A History of Surf Forecasting: Part I

Posted on June 20, 2007 @ 2:26 PM

Old fishermen used to say it had to do with the moon, the wind, the lay of the seaweed on a low-tide rock, but their surf forecasts weren’t always that accurate. These days we’re way ahead of ourselves, and this is – scientifically speaking – how our powers to see the future emerged.

More than ever before, a tremendous amount of scientific effort is being put into predicting the future. Climate modellers, tidal modellers, economics modellers, coastal modellers – all are concerned with describing some phenomenon, natural or otherwise, in enough detail to simulate its behaviour and then predict what it might do in the future. Most of these people know well that their task will never be fulfilled completely – the laws of chaos prevent this – but they nevertheless keep on trying. But still, imperfect predictions are useful to us, and the less imperfect they are, the more useful they are.

And now, more than ever before, we surfers want to know the future. Surf forecasting has become a major part of our lives, especially since the internet has made available to us an entire universe of information. Nowadays, any surfer can access a swell-forecasting website that will tell them where to go, what board to take, which wetsuit and what stickers to wear. No brain required.

However, aside from the increase in available forecast information for the ‘masses’ (which has obviously improved things tremendously), can we really make more accurate forecasts than we could before? Can we be any more precise about swell arrival time, swell quality, changes in local winds or how long the swell will last? Or are we still missing something? How far has wave forecasting come, how much more useful is it than it was before, and how much more useful will it be in the future?

To begin to answer those questions, I decided to have a look at the history of wave forecasting right from the very beginning, and then assess where it is at right now, and where we’re going with it in the future.

In this, the first part, we start by looking at our own particular history from a surfer’s point of view, together with the almost-parallel scientific development of wave-forecasting models. Then we look at how the two finally merged together with the advent of the internet.

EARLY DAYS OF SURF FORECASTING

Until a very short time ago, surf forecasting was shrouded in mystique – almost a ‘dark art’, certainly a murky science. It was best left to a handful of gurus possessed with that special power: the power for interpreting the isobaric chart. Before the internet came along and we were suddenly, almost overnight, given access to unimaginable amounts of information, wave forecasting was little more than blind guesswork. This was true even for those who were able to boast some knowledge of physics or oceanography.

+ + +

__INSTRUCTION A__.
Answer the following questions using the surf forecasting article.
(i) On what date was the article posted?
(ii) Before the internet, to whom was surf forecasting best left, and what power did they possess?
(iii) According to the article, what do the laws of chaos prevent?
__INSTRUCTION B__. State how many lines of the listing contain the string "necktie". Reply with the number alone.

+ + +

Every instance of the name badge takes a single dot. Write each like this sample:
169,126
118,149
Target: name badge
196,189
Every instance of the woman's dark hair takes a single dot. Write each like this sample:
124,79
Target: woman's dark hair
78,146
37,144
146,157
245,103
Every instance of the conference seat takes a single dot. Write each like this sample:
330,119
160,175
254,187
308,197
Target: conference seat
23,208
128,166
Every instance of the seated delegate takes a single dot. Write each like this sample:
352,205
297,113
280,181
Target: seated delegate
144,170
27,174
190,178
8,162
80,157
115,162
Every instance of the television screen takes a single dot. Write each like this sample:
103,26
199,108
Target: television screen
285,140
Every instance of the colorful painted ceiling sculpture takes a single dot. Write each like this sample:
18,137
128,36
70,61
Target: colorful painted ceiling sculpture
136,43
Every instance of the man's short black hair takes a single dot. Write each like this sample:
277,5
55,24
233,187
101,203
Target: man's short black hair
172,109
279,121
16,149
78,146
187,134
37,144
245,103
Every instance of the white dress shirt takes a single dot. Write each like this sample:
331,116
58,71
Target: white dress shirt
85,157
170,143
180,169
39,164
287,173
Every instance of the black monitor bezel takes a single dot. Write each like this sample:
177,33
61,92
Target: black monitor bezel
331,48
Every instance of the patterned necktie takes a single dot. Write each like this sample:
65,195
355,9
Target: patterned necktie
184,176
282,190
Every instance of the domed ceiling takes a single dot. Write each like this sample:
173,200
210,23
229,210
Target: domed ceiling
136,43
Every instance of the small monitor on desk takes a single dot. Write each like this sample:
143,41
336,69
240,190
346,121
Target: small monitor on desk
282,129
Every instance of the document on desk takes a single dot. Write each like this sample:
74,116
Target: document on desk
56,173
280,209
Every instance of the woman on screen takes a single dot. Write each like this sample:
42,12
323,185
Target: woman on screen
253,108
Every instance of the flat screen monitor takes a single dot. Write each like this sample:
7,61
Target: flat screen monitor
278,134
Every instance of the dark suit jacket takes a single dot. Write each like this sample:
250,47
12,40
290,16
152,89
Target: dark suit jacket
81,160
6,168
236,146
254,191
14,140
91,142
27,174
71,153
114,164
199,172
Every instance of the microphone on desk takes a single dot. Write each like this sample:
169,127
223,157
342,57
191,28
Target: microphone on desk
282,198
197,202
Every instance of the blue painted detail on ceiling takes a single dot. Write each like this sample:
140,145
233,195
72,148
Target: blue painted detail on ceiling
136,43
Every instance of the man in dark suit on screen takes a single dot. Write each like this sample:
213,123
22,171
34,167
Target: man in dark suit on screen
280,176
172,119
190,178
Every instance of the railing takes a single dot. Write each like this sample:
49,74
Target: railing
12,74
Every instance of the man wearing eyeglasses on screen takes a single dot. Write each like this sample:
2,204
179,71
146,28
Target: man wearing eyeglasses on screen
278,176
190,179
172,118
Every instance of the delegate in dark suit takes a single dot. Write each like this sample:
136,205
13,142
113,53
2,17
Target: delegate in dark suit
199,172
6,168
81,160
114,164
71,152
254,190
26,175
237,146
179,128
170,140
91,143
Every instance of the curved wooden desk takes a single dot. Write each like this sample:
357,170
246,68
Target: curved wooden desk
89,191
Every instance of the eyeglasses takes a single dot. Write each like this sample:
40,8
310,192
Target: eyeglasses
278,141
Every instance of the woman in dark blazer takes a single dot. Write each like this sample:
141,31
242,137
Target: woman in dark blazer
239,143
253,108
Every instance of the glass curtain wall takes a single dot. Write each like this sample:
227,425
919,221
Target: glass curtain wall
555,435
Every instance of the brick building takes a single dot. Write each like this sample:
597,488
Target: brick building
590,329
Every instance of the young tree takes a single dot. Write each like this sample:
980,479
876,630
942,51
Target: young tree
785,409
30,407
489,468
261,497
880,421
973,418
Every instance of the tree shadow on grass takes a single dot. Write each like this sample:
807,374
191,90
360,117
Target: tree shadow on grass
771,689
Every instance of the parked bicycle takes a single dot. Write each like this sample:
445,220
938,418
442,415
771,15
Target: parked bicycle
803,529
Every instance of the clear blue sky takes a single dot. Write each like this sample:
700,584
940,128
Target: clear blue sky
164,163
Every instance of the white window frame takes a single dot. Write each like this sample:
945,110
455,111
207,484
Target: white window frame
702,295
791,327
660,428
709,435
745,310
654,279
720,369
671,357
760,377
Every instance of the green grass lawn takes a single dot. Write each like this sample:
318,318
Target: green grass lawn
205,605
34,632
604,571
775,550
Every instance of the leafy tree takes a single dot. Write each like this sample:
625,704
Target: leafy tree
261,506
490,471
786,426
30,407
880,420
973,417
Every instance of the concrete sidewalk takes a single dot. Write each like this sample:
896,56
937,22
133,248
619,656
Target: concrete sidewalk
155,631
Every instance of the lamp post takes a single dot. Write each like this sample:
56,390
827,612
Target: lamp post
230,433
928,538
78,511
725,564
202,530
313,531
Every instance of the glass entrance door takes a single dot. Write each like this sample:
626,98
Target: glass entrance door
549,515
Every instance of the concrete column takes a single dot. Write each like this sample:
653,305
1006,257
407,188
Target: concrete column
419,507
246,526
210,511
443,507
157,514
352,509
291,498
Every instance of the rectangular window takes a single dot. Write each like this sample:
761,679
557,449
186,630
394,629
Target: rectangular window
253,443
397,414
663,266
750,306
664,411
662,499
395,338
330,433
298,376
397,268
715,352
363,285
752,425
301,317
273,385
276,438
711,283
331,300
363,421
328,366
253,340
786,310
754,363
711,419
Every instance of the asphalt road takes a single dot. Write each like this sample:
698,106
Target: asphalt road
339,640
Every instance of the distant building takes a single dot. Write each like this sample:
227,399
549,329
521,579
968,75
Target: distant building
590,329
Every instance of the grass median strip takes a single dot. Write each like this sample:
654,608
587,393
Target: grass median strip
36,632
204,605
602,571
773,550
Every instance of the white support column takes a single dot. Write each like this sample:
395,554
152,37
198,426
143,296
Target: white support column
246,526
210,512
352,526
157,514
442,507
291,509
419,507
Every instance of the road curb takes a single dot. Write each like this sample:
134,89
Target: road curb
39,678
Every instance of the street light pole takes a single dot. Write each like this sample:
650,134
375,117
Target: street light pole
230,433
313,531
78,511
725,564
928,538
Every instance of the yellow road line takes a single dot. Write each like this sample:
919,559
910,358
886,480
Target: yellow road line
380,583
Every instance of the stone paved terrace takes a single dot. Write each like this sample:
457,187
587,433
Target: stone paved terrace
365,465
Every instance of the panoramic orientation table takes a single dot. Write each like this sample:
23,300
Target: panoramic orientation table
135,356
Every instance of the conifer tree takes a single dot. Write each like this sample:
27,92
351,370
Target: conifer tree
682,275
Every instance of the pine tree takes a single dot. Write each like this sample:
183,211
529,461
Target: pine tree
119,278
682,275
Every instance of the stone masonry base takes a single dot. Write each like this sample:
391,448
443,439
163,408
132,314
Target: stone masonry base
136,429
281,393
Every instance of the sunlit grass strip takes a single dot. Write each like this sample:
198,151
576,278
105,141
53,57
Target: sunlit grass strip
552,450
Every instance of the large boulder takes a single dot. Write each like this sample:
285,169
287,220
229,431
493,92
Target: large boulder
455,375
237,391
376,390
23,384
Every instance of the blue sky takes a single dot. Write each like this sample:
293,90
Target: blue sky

+ + +

__EXERCISE RESULT A__.
(i) June 20, 2007.
(ii) A handful of gurus who possessed the power to interpret the isobaric chart.
(iii) They prevent modellers' task of predicting the future from ever being fulfilled completely.

__EXERCISE RESULT B__. 2